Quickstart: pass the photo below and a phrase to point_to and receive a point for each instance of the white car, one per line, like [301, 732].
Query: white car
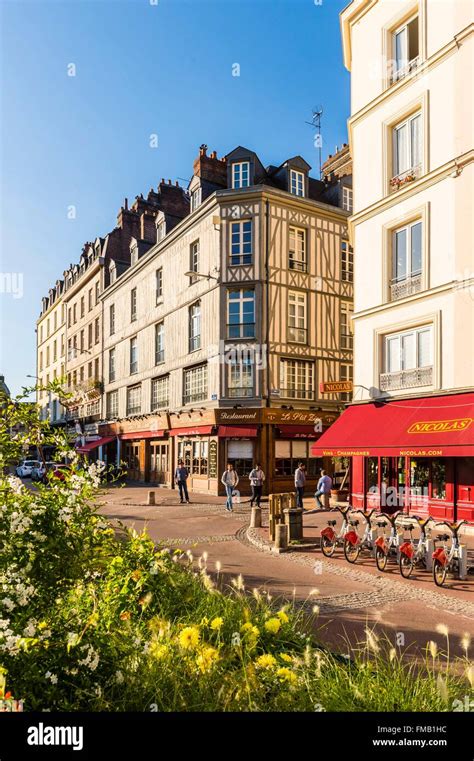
[25, 468]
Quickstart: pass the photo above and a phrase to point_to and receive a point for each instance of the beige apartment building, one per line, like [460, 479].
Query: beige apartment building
[217, 337]
[411, 138]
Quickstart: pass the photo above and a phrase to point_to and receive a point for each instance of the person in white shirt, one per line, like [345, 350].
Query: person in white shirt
[230, 479]
[256, 477]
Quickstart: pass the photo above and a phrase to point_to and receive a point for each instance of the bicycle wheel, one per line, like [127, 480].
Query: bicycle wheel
[328, 546]
[381, 559]
[406, 565]
[439, 573]
[351, 551]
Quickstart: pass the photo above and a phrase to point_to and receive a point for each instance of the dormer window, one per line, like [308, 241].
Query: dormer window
[296, 183]
[240, 175]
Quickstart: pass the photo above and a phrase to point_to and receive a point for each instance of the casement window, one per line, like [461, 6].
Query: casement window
[407, 359]
[297, 258]
[241, 243]
[241, 313]
[405, 49]
[195, 384]
[296, 379]
[160, 392]
[347, 262]
[297, 317]
[195, 326]
[111, 365]
[133, 305]
[240, 175]
[112, 404]
[159, 284]
[296, 182]
[407, 150]
[159, 343]
[134, 400]
[346, 325]
[347, 199]
[133, 355]
[240, 377]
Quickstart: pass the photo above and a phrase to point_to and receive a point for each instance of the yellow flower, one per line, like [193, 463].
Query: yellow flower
[189, 637]
[266, 661]
[273, 625]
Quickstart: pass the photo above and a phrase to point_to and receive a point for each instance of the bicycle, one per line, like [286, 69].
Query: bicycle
[447, 559]
[353, 544]
[412, 554]
[329, 538]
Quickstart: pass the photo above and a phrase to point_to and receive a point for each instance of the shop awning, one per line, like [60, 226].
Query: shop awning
[435, 426]
[238, 431]
[196, 431]
[142, 435]
[94, 444]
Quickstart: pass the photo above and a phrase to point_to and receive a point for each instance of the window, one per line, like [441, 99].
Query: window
[194, 259]
[347, 199]
[406, 260]
[407, 150]
[160, 393]
[195, 327]
[346, 325]
[347, 262]
[159, 284]
[134, 401]
[112, 404]
[112, 319]
[159, 343]
[241, 243]
[241, 313]
[133, 355]
[241, 175]
[296, 379]
[296, 182]
[297, 249]
[195, 384]
[297, 331]
[405, 50]
[240, 378]
[111, 365]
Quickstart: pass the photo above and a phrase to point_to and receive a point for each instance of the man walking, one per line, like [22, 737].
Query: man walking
[300, 480]
[256, 477]
[230, 479]
[180, 479]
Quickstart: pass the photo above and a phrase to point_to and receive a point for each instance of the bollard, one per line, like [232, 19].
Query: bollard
[281, 536]
[256, 517]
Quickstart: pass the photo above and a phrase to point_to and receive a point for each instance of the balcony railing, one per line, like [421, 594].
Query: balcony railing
[407, 287]
[419, 376]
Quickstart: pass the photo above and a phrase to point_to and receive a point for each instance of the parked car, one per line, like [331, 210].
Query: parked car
[25, 468]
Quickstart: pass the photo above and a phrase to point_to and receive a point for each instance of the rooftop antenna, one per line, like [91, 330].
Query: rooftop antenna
[315, 123]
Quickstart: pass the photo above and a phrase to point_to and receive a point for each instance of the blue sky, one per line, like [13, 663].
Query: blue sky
[141, 69]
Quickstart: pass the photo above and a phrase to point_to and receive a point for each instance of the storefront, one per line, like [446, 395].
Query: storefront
[415, 455]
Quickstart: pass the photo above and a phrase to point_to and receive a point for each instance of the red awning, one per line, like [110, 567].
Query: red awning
[94, 444]
[298, 432]
[435, 426]
[237, 431]
[142, 435]
[196, 431]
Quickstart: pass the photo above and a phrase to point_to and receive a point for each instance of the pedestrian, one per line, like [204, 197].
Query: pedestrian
[230, 479]
[300, 480]
[323, 489]
[180, 479]
[256, 477]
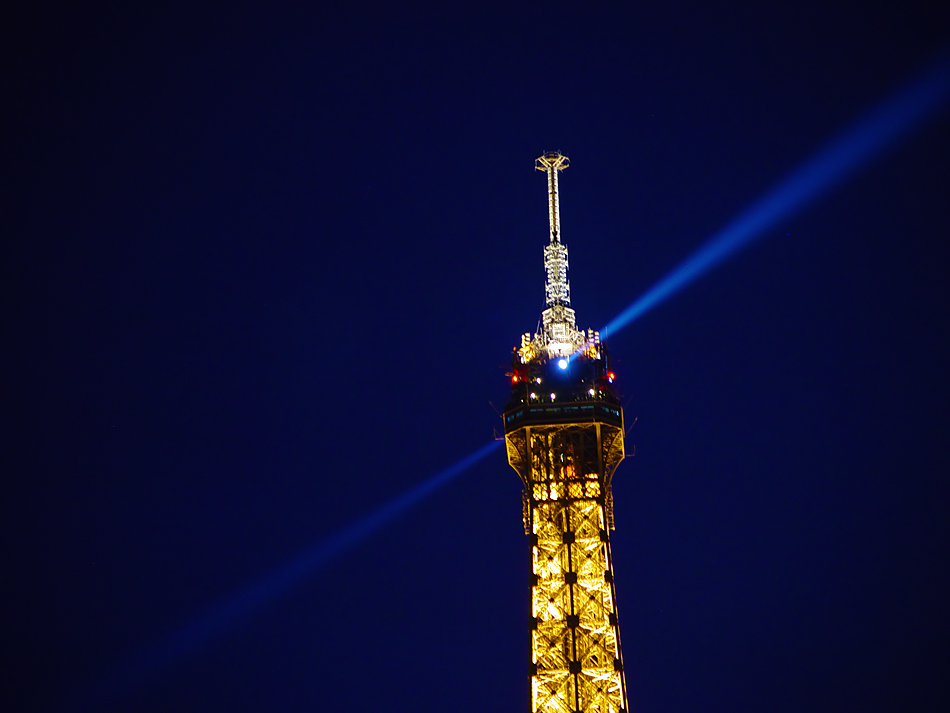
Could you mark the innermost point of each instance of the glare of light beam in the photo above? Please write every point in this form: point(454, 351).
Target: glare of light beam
point(880, 129)
point(149, 662)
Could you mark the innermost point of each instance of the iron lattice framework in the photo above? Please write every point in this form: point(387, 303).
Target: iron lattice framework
point(564, 436)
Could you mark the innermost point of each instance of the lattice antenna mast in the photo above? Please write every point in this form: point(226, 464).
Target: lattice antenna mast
point(557, 289)
point(564, 435)
point(559, 336)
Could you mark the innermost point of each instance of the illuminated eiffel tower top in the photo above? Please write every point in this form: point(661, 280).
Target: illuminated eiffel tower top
point(559, 335)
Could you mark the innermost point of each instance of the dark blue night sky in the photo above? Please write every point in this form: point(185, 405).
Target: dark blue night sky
point(263, 270)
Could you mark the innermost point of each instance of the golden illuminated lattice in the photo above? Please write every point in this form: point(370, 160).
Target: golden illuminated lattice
point(576, 663)
point(564, 436)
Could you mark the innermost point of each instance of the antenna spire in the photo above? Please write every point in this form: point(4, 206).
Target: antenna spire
point(559, 336)
point(557, 290)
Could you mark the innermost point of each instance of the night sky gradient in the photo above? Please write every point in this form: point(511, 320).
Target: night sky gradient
point(262, 272)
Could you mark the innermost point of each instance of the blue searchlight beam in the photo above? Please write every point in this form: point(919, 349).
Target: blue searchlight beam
point(876, 132)
point(135, 672)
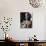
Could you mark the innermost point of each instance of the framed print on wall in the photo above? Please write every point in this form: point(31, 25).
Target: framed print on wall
point(25, 20)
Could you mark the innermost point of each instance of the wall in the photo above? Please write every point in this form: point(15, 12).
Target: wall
point(12, 8)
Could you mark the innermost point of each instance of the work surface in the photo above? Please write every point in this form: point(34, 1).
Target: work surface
point(42, 41)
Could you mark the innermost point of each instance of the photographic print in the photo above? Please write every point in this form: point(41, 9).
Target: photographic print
point(25, 20)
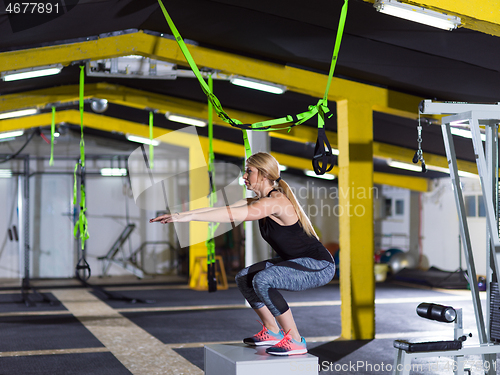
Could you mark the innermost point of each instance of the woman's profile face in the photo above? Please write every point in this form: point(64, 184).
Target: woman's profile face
point(251, 177)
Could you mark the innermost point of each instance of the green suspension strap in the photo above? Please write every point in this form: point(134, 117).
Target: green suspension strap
point(52, 131)
point(81, 225)
point(212, 227)
point(323, 151)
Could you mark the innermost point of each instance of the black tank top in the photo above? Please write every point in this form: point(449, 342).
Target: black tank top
point(291, 241)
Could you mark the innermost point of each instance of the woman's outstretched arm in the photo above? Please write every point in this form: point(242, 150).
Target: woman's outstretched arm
point(164, 218)
point(249, 210)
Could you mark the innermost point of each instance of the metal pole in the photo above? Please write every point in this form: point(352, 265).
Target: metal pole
point(26, 229)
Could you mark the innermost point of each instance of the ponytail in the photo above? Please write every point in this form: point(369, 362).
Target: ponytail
point(303, 219)
point(269, 167)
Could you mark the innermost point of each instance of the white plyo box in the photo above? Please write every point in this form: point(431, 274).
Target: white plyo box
point(241, 359)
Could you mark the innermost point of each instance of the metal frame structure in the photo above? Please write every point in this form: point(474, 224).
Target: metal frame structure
point(475, 116)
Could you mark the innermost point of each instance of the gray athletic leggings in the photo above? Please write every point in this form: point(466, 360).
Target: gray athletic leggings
point(260, 282)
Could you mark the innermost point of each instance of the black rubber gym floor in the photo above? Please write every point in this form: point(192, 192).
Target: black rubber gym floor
point(183, 317)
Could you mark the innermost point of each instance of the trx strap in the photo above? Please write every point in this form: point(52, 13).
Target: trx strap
point(81, 225)
point(212, 227)
point(52, 131)
point(323, 151)
point(323, 154)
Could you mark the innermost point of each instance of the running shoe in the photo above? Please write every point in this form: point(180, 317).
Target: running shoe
point(288, 346)
point(264, 337)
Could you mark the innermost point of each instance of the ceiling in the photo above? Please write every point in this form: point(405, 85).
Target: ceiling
point(377, 50)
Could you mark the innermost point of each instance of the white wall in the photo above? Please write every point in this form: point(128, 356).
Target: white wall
point(440, 227)
point(394, 229)
point(9, 250)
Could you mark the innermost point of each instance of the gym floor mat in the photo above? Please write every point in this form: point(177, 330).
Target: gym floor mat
point(14, 303)
point(41, 332)
point(64, 364)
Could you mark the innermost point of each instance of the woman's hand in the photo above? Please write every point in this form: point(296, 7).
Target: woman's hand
point(170, 218)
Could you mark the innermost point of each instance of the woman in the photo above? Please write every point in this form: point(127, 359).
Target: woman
point(302, 262)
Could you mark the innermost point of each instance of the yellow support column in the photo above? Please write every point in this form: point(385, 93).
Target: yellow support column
point(357, 281)
point(198, 198)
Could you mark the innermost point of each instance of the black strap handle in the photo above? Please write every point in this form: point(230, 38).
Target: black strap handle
point(323, 155)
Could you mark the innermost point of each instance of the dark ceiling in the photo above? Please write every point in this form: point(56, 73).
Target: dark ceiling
point(377, 49)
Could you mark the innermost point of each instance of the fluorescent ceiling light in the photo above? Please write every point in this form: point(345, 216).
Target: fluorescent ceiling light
point(323, 176)
point(20, 113)
point(258, 85)
point(417, 14)
point(32, 73)
point(5, 173)
point(113, 172)
point(465, 133)
point(147, 141)
point(446, 170)
point(185, 120)
point(13, 134)
point(418, 168)
point(407, 166)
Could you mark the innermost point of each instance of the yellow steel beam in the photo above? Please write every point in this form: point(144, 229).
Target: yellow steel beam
point(144, 100)
point(111, 124)
point(357, 280)
point(298, 80)
point(483, 16)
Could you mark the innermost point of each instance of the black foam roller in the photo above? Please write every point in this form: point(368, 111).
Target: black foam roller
point(440, 313)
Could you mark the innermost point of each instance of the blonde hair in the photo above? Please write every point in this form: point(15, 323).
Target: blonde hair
point(269, 167)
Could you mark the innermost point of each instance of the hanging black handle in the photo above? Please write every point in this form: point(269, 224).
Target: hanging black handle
point(323, 155)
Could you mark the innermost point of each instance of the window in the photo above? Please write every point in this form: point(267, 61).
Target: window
point(481, 208)
point(388, 207)
point(400, 207)
point(470, 206)
point(474, 206)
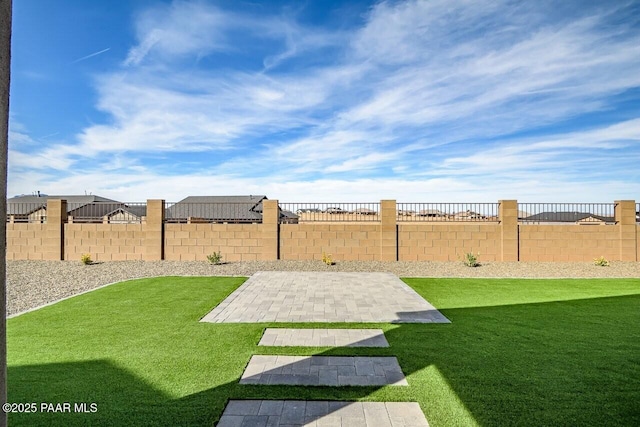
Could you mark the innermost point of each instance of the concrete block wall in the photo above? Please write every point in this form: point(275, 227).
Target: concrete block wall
point(236, 242)
point(25, 241)
point(104, 242)
point(383, 240)
point(448, 241)
point(345, 242)
point(569, 242)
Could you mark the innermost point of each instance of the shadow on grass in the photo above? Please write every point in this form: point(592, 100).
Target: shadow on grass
point(556, 363)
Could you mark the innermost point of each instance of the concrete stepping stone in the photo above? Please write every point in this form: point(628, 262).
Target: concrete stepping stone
point(285, 337)
point(276, 413)
point(323, 371)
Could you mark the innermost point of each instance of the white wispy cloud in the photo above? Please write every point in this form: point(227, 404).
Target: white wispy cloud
point(91, 55)
point(419, 100)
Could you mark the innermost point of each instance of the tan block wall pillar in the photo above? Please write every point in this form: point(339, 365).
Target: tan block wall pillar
point(388, 231)
point(154, 231)
point(53, 241)
point(270, 229)
point(508, 216)
point(625, 216)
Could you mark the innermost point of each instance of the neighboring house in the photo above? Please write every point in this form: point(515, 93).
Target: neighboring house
point(569, 217)
point(222, 209)
point(364, 211)
point(33, 208)
point(127, 214)
point(469, 216)
point(432, 213)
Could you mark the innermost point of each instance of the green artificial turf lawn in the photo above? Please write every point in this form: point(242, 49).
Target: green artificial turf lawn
point(518, 352)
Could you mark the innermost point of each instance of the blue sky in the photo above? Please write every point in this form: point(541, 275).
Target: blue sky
point(419, 101)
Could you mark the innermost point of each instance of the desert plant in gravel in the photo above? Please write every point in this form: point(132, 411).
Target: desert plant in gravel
point(215, 258)
point(326, 258)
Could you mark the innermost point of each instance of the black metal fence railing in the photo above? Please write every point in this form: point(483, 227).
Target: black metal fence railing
point(458, 212)
point(566, 213)
point(331, 212)
point(223, 213)
point(27, 212)
point(107, 212)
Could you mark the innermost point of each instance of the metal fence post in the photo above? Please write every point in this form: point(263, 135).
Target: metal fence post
point(388, 231)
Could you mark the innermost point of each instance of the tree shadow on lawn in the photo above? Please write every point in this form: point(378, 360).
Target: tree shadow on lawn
point(557, 363)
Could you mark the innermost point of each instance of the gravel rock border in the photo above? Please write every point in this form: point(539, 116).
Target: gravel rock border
point(31, 284)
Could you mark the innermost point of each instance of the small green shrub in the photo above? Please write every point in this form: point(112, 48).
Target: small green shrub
point(326, 258)
point(471, 260)
point(215, 258)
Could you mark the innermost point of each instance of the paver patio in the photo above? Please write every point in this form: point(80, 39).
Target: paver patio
point(287, 337)
point(279, 413)
point(273, 296)
point(323, 371)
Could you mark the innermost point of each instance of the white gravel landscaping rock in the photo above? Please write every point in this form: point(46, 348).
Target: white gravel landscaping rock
point(32, 284)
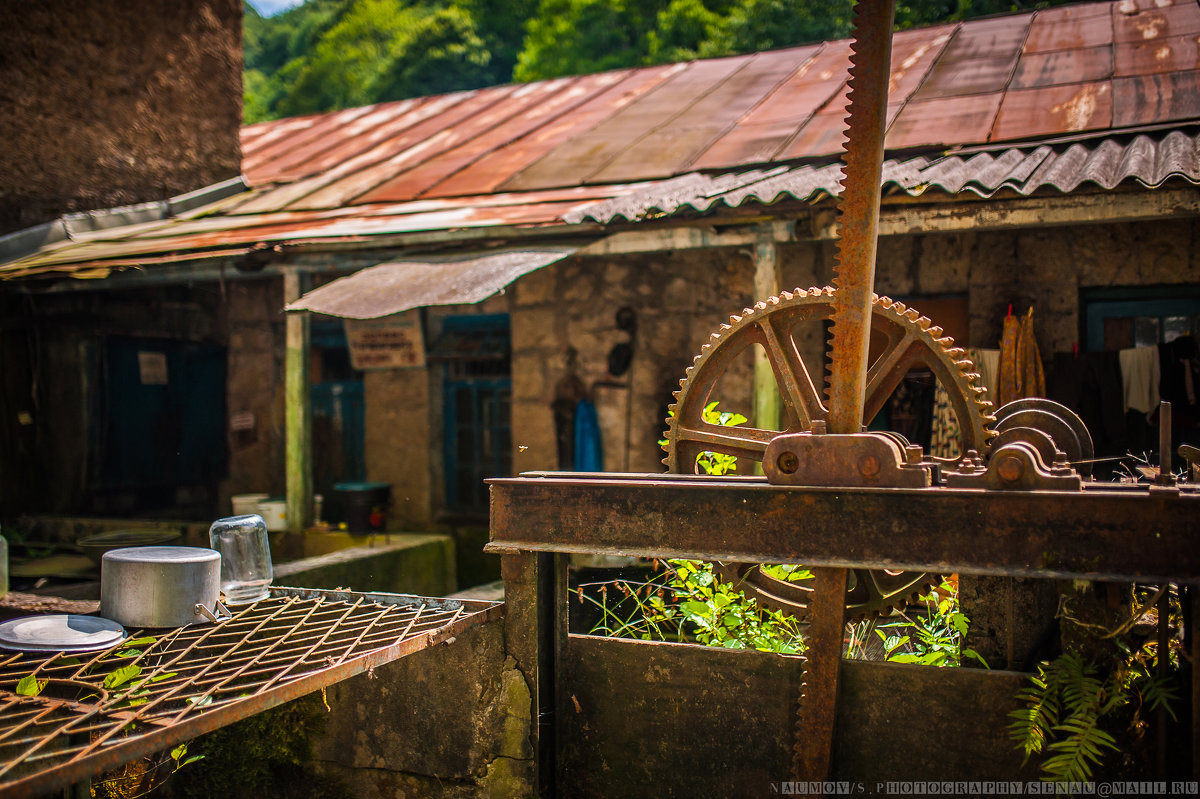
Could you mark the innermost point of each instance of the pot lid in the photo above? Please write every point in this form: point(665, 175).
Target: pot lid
point(162, 554)
point(63, 632)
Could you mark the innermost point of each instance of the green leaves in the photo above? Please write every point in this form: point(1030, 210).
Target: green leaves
point(30, 685)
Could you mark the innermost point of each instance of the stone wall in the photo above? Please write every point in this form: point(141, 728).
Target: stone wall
point(115, 102)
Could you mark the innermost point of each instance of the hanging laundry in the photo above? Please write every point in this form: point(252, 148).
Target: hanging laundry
point(588, 455)
point(1020, 362)
point(1139, 378)
point(988, 366)
point(945, 434)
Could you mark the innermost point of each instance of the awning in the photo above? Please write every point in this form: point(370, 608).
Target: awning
point(417, 282)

> **Your objective**
Rewrite the data starting at the line containing "form: point(227, 404)." and ending at the line containing "point(419, 100)", substituting "feathery" for "wispy" and leaving everything else unchanged.

> **Reply to the task**
Could you mark the innermost point of each instance of the white feathery cloud in the photo above? Please write every point in this form: point(227, 404).
Target: white feathery cloud
point(91, 55)
point(419, 100)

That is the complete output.